● Work order 1
In the piece below on children of Canadian prime ministers, put this sentence into French: "Jean Chrétien was prime minister of Canada from 1993 to 2003."
● Work order 2
According to the piece below on children of Canadian prime ministers, where did France Chrétien Desmarais and her husband pay for an entirely new building?
● Work order 3
Write what comes next in the piece below on children of Canadian prime ministers, starting after its last sentence.

Canadian prime minister Justin Trudeau is the first “second generation” leader in the nation’s modern history—his father was Pierre Trudeau, PM of Canada from 1968 to 1979 and from 1980 to 1984. Here’s a look at what some of the other offspring of Canadian prime ministers did with their lives.
France Chretien
Jean Chrétien was prime minister of Canada from 1993 to 2003. He has three children, including one daughter, France Chrétien Desmarais. Along with her husband André Desmarais, president of the Power Corporation of Canada, she’s a major philanthropist and financial benefactor in Canada. The couple donated the money to build an entirely new building at the University of Ottawa, her alma mater. She also sits on various boards and foundations, including the Canadian Olympic Foundation.
Catherine Clark
Joe Clark was PM very briefly from 1979 to 1980, during the nine months between Pierre Trudeau’s tenures. He continued serving in Parliament and as the leader of the Progressive Conservative party, he was a candidate for PM again in 2000. One of his closest advisors was his daughter, Catherine Clark. After helping in a public advocacy campaign to encourage young people to vote, Clark shifted into a career in television, hosting political and public affairs talk shows such as Beyond Politics and Sunday Sound Off. (Which means Canada has a daughter of a former prime minister on TV each week discussing the policies of the prime minister who’s the son of another former prime minister.)

● Material provided
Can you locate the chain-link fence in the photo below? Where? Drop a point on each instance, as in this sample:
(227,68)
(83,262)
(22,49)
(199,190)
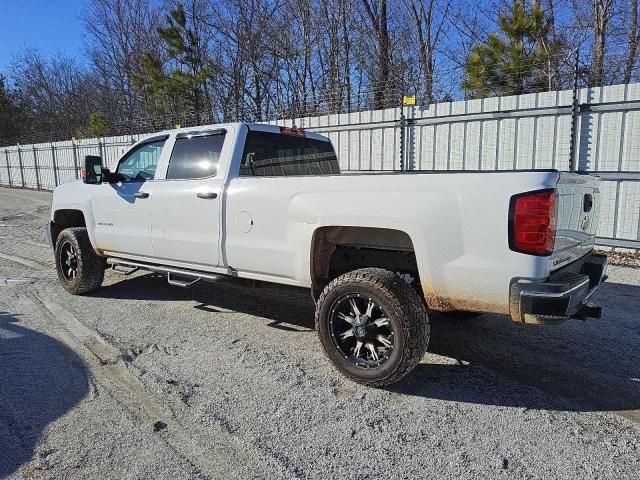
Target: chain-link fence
(533,131)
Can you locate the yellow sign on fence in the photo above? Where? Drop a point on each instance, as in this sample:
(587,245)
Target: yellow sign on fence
(409,101)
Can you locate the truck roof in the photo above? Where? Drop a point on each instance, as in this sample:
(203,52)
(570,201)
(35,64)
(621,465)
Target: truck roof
(262,127)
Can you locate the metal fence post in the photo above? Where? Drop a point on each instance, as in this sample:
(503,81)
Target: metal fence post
(403,125)
(75,157)
(21,167)
(55,165)
(6,156)
(35,163)
(573,148)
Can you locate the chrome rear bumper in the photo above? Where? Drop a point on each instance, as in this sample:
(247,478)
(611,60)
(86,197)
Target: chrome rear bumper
(564,295)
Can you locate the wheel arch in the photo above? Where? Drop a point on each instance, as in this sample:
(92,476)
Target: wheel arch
(338,249)
(66,218)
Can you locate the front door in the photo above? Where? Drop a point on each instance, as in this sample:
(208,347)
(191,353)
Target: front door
(185,214)
(122,210)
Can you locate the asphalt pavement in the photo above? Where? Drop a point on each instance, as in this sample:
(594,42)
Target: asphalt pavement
(145,380)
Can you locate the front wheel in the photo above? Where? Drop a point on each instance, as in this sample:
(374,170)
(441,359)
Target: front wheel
(372,325)
(79,269)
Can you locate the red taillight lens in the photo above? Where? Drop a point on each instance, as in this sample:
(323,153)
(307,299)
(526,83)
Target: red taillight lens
(532,222)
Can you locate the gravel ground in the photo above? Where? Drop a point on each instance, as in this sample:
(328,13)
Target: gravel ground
(145,380)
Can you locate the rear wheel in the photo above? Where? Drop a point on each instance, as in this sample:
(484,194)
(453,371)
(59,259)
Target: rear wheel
(372,326)
(79,269)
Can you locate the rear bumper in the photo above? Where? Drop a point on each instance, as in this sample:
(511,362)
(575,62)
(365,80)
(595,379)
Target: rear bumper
(49,232)
(564,295)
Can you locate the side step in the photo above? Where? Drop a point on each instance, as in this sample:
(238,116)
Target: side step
(127,267)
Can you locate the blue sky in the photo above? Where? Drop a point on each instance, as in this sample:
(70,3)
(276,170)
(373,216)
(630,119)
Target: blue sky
(50,26)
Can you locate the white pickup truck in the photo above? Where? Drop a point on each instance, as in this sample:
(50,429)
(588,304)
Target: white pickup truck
(377,250)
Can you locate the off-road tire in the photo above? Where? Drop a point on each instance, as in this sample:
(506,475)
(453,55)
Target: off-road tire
(404,308)
(90,267)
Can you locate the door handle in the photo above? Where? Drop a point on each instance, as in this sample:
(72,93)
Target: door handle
(207,195)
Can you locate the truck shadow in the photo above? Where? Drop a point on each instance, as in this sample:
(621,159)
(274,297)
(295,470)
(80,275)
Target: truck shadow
(592,366)
(588,366)
(41,380)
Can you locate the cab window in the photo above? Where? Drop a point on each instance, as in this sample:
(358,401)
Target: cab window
(139,165)
(195,156)
(273,154)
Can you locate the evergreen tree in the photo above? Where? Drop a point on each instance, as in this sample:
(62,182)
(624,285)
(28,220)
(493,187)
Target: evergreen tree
(521,59)
(176,83)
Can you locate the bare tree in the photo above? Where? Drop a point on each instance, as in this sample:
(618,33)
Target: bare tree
(119,33)
(634,40)
(379,23)
(602,11)
(428,30)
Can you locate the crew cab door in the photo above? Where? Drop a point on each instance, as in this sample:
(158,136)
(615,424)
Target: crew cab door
(122,210)
(185,215)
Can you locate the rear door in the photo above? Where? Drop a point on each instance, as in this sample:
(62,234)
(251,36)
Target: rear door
(122,210)
(185,214)
(577,221)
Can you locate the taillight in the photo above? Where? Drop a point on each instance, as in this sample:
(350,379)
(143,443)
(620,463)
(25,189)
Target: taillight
(295,132)
(532,222)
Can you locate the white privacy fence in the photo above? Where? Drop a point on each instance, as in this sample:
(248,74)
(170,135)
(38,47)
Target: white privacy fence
(530,131)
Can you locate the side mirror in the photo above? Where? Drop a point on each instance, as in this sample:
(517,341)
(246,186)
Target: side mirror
(92,172)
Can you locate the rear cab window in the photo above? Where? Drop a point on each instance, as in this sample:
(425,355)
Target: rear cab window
(275,154)
(196,155)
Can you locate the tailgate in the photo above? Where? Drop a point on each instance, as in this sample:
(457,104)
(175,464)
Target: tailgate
(578,206)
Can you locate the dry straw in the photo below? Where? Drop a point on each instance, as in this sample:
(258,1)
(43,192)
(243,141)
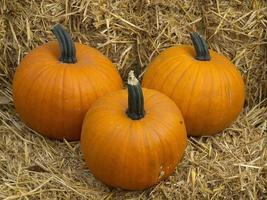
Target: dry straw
(230,165)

● Response 1
Jean Chrétien a été premier ministre du Canada de 1993 à 2003.

● Response 2
At the University of Ottawa.

● Response 3
Ben Mulroney
Brian Mulroney was PM from 1984 to 1993. His son is Ben Mulroney, who has enjoyed a very active career in entertainment journalism, in print, on radio, and on Canadian television, where he’s covered awards shows and celebrity news. He’s probably most famous as the host of the nationally televised singing competition Canadian Idol.
Alexandre Trudeau
After finishing college in 1997, the younger brother of Justin Trudeau and son of Pierre Trudeau embarked on a career as a serious documentary filmmaker. His first film: Liberia, the Secret War. His experience covering war and conflict led to a position as an embedded journalist during the 2003 Iraq conflict. After that, he made The Fence, a film about how the Israeli-Palestinian conflict affects daily life for families.